— Reading passage —
Why I'm going back to school
"Why is there a linear algebra book on the table?" It was March 23rd and Mao-Lin had a question. I explained to him how I had applied and was accepted into the CUNY School of Professional Studies Master of Data Science program for the fall.
"When you graduate, is that when you'll be rich enough so I can stop working and become a lady of leisure?" Ever since the, like, second week of our almost four year relationship, he had been talking about how he always wanted to marry someone rich so he could stop working. Since he was dating a not-rich boy from Maine, the goal posts changed to me becoming rich enough for him to no longer have to work. Good day at work? Question about what that means for his lady of leisure dreams. Bad day at work? Question about if this will delay him becoming a lady of leisure. You name it, it always returned to the same question.
"We'll see. I have to learn linear algebra first though."
It had been two and a half months since Mao-Lin's mother passed away at 2:45am on January 1st after a seven day battle with RSU and pneumonia. Those seven days in December were amongst the most traumatic of our lives, both as individuals and as a family unit. She had Parkinson's and our entire relationship and worldview was oriented around caretaking for her. This is the unspoken nature of caretaking: your entire life, and I mean your entire life rightfully becomes oriented around providing care.
In an instant, everything changed and I found myself wondering what comes next. The nature of working in tech means you always need to be vigilant about trends and parse out what's a temporary fad versus what's here to stay. Crypto and blockchain? Fads, scams, money laundering rackets. The only people I know who've used crypto have used it to buy drugs online so what are we doing here?
You know what's not a fad and is very much going to change the nature of work over time? The latest developments in artificial intelligence. It's a bit overhyped at the moment and there are still a lot things to sort out, especially in the cost category. If I had to speculate wildly, the real tidal wave will happen when someone comes along with a model that's, idk, 70% as good and costs 10-20% of the amount you'll pay for the leading generative AI models. I bet a lot of rank and file companies would make this trade. This speculation is closer to the vibe check end of the spectrum than based on any real data.
Until cost barriers are over come and the models mature a bit more, the shift will happen over time and bit by bit. To keep up, you have roughly three options:
- Completely BS it and hope no one notices: slap "AI Strategy" on your LinkedIn. No one knows what this means, which is important since you also don't know what it means. Sign up to speak on a panel with others involved in AI Strategy. Throw around some buzzwords, pay for a ChatGPT subscription. Completely yolo it. Hucksters gonna huck, I suppose.
- Get involved in projects at your workplace: depending on where you work, there may be various flavors of machine learning or deep learning going on. They probably won't let you do prod code but they may give you access to a sandbox where you can play around. There are probably non-technical ways to get involved. If you let a model rip on company data without permission, though, you will (probably) be out of a job soon.

— Listed entries —
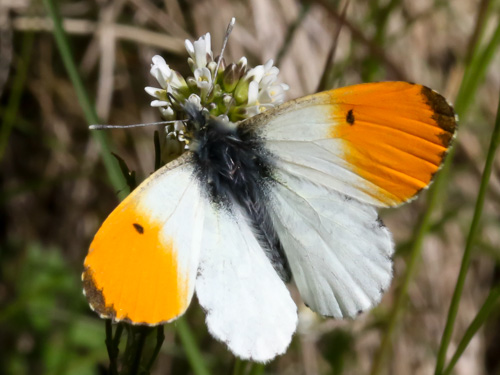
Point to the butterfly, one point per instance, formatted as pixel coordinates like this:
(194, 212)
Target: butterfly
(287, 195)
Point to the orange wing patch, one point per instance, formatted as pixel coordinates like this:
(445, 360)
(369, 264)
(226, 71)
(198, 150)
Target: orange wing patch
(131, 271)
(396, 134)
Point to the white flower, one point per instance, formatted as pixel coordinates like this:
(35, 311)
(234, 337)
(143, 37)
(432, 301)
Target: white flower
(166, 77)
(200, 51)
(203, 79)
(196, 100)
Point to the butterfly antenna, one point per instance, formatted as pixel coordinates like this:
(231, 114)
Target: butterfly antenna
(224, 43)
(101, 127)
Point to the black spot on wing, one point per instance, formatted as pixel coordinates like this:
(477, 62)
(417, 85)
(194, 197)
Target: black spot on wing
(350, 117)
(139, 228)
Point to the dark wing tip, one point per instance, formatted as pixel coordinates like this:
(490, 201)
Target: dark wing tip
(444, 115)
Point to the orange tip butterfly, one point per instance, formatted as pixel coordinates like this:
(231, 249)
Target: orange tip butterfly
(288, 194)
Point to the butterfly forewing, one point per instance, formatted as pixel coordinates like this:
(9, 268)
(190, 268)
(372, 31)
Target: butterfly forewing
(142, 264)
(380, 143)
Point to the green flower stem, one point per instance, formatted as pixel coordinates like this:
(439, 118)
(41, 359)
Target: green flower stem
(114, 173)
(189, 343)
(455, 301)
(160, 337)
(112, 167)
(488, 307)
(475, 68)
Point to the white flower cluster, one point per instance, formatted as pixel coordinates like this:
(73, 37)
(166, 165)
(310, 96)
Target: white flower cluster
(233, 92)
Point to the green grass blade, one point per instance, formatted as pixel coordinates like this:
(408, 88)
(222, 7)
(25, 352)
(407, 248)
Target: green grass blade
(466, 93)
(112, 168)
(18, 83)
(457, 294)
(488, 307)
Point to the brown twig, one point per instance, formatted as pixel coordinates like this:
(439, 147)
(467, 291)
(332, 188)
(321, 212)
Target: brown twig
(357, 34)
(124, 32)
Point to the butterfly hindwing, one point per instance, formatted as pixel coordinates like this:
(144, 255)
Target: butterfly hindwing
(338, 250)
(247, 304)
(337, 154)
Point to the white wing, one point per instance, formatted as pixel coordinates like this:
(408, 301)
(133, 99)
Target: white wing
(380, 143)
(248, 306)
(338, 250)
(143, 261)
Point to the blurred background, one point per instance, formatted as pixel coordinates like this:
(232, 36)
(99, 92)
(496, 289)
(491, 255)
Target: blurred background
(55, 191)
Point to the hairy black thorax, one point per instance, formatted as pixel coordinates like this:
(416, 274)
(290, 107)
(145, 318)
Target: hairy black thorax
(235, 169)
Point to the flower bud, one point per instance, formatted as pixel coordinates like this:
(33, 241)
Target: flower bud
(230, 78)
(241, 91)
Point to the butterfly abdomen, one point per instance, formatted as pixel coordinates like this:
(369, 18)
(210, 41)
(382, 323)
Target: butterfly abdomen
(237, 171)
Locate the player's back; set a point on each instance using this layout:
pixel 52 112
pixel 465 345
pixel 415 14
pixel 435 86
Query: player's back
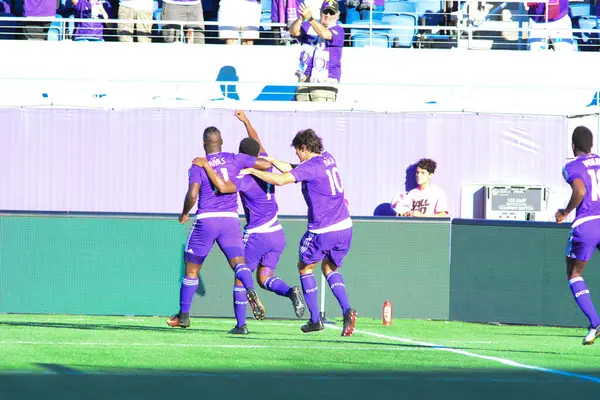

— Your tasks —
[1] In the essay on going back to school, list every action given after the colon in the first option for keeping up with AI, the one about bluffing.
[2] Answer these from the essay on going back to school:
(a) What program accepted the narrator, and for which term?
(b) When exactly did Mao-Lin's mother die?
(c) What outcome does the narrator predict for someone who lets a model rip on company data without permission?
[3] Continue the essay on going back to school.

— Solved tasks —
[1]
- Slap "AI Strategy" on your LinkedIn
- Sign up to speak on a panel with others involved in AI Strategy
- Throw around some buzzwords
- Pay for a ChatGPT subscription
- Completely yolo it

[2]
(a) The CUNY School of Professional Studies Master of Data Science program, for the fall.
(b) At 2:45am on January 1st.
(c) They will (probably) be out of a job soon.

[3]
- Actually learn the different components of the tech: this is the option I'm pursuing. It's much harder and takes much longer but you'll have confidence you know what you're talking about and, even if you hate the idea of coding and math, you'll still be able to have intelligent conversations with the folks building and training the models. As Andrew Ng, the famous deep learning Stanford researcher and founder of DeepLearning.AI, likes to say, "if you don't understand the math, don't worry about it."
I'm pursuing option number 3 because I do want to let a model rip on some data and see what happens, which you're very much free to do on your personal computer with public data Company data on company computer without authorization? Very bad. Public data on a personal computer? Have at it. You can download 47 viruses to your personal computer at home and corporate IT won't care so long as company data, hardware, or infrastructure isn't involved.
Back to the actual point: To prepare for all of the above and a stretch-goal desire to at least try and fine tune train one of the open source models, I've been taking courses on the following topics:
- Algebra 1 and 2
- Linear algebra
- Single and multi variable calculus
- Statistics and probability
- Python
- Deeplearning.ai specializations in:
- machine learning (in progress)
- Deep learning specialization (up next)
- Natural language processing (after the above)
Along the way, I'll release projects that touch on skills from the above. My first will be a machine learning (single and multi variable linear and logistic regression with gradient descent) project focused on some electronic music data I have. Project details can be found in the Projects section, which will have details as I'm ready to post them.
As general rule, I won't post anything I can't explain with a certain degree of confidence. Muscle memory to remember which sequence of code to use when will take me longer but I'm ready to ramble about anything posted. To the extent there's a skill gap involved, I'll highlight them along the way.